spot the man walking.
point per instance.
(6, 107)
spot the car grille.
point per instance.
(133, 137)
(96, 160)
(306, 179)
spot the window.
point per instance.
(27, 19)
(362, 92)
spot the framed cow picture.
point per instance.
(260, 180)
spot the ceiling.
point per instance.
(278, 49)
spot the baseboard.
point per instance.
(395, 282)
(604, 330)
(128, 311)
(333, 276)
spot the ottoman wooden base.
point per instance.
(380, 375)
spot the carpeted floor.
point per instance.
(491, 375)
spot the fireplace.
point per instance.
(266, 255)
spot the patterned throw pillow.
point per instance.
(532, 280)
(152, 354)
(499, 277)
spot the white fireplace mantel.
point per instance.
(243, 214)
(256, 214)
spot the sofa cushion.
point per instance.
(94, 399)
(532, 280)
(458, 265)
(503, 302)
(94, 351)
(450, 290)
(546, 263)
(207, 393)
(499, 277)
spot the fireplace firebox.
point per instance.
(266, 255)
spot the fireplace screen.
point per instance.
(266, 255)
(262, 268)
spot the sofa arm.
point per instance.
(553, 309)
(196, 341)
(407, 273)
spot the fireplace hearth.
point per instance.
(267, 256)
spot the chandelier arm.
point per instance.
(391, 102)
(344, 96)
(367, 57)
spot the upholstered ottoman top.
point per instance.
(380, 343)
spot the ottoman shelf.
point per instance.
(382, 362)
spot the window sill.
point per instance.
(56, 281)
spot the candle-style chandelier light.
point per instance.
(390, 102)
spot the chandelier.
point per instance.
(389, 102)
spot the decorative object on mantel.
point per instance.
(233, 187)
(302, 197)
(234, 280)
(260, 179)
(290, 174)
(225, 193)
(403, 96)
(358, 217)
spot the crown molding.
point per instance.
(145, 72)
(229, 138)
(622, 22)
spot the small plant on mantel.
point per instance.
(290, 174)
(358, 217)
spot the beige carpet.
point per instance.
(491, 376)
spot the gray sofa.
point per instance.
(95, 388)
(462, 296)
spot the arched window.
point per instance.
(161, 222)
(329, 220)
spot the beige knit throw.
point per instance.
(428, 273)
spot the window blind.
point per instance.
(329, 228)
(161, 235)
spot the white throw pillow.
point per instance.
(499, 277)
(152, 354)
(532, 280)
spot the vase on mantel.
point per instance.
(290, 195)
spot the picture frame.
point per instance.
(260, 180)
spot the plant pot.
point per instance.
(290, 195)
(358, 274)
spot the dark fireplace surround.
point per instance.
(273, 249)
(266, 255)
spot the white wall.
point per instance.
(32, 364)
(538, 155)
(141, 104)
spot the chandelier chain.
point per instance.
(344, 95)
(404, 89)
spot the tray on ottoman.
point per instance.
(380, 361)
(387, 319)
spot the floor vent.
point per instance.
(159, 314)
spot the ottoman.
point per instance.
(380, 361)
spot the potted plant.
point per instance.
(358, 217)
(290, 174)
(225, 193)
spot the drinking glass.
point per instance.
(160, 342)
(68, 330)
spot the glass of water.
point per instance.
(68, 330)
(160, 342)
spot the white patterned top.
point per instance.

TASK BRIEF:
The answer must consist of every line above that contains the word "chandelier".

YOUR SOLUTION:
spot the chandelier arm.
spot the candle-style chandelier light.
spot the chandelier.
spot the chandelier chain.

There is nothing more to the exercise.